Next: Network-Level Parameters and Metrics Up: Abstract Source-level Modeling Previous: Analysis Results Contents

Summary

This chapter presented our method for describing source-level behavior in an abstract manner using the a-b-t model. The basic observation behind this model is that the job of a TCP connection is to transfer one or more application data units (ADUs) between two network endpoints. TCP is sensitive to the sizes of these ADUs, which determine the number of segments required to transfer them, but it is insensitive to the actual semantics of each ADU. Consequently, we proposed to describe the source-level workload of TCP connections in terms of ADUs, characterizing their number, order, and sizes. Additionally, we also observed that applications may remain inactive during long periods of time (e.g., during user think times), which often results in TCP connections that last far longer than required to transfer their ADUs. This motivated us to also incorporate quiet times into our generic descriptions of source-level behavior. We formulated these ideas into the a-b-t model, which describes source-level behavior in abstract terms common to all applications. The model distinguishes $a$ -type ADUs, sent from the connection initiator to the connection acceptor, and $b$ -type ADUs, sent in the opposite direction the connection. It also distinguishes between quiet times due to inactivity on the initiator endpoint and due to inactivity on the acceptor endpoint.

────────────────

Task goal | According to the summary above, in which direction does the a-b-t model say a-type ADUs are sent?

Information shown |
────────────────

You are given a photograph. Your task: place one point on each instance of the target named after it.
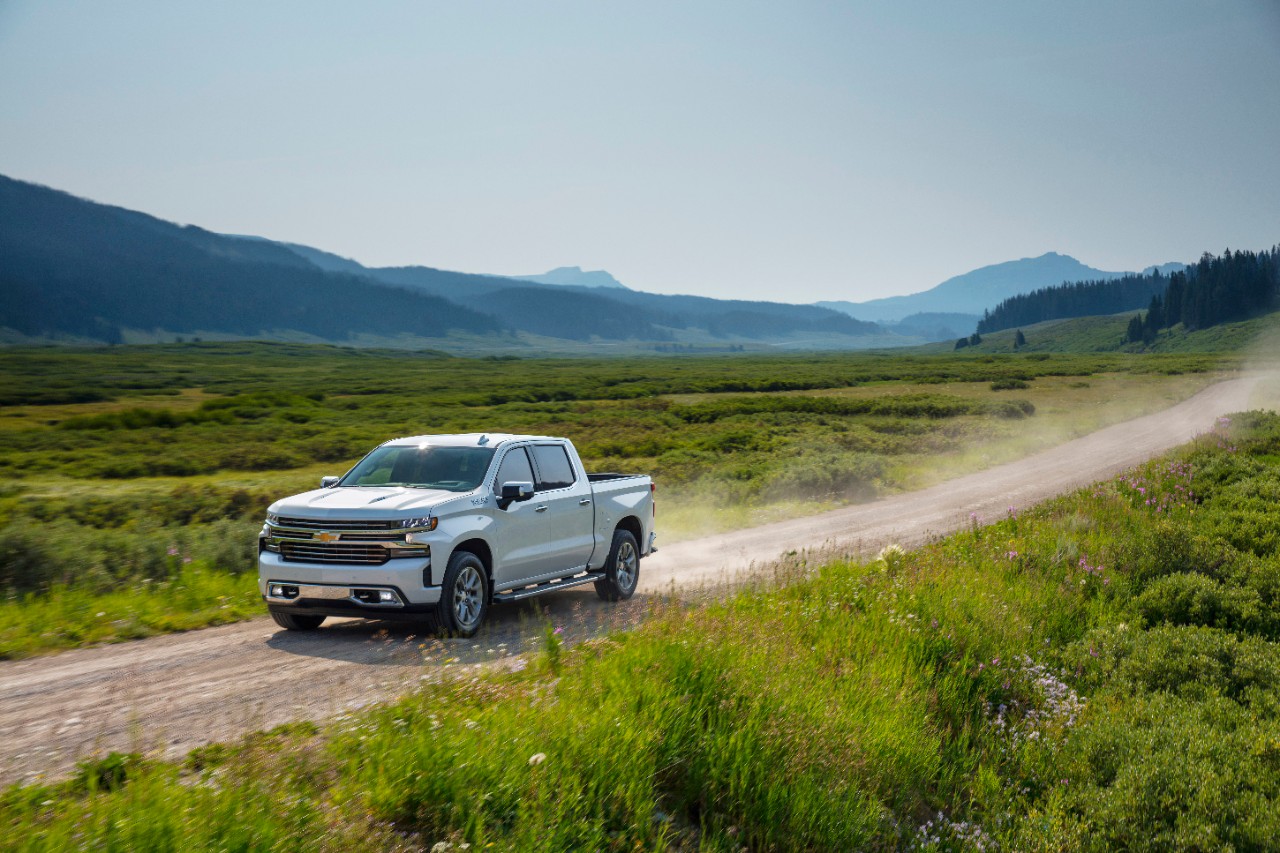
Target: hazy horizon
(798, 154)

────────────────

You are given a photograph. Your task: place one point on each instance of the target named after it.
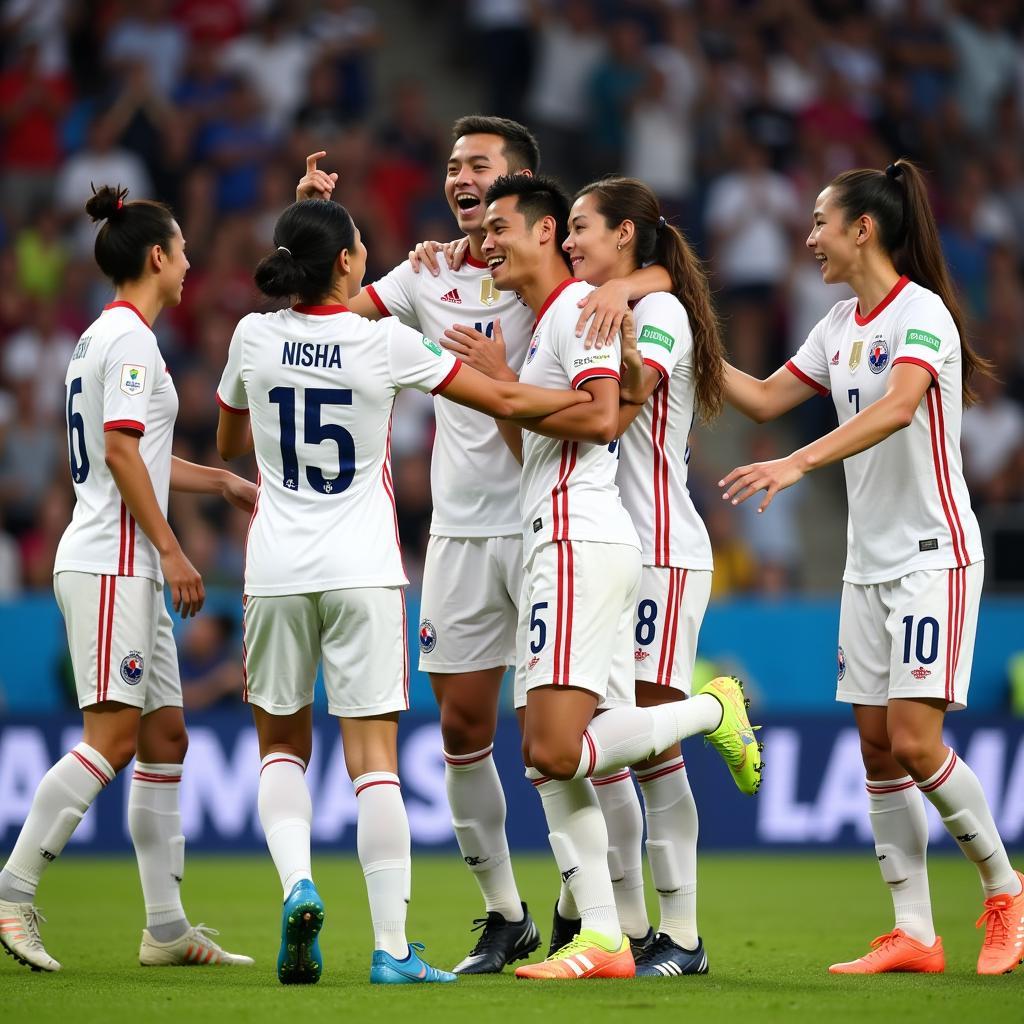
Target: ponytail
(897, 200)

────────────────

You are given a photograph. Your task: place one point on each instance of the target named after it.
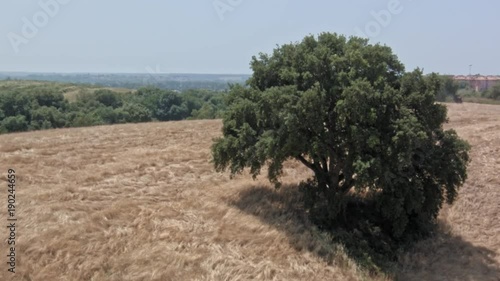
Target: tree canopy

────────────────

Written response | From the connection initiator to the connection acceptor.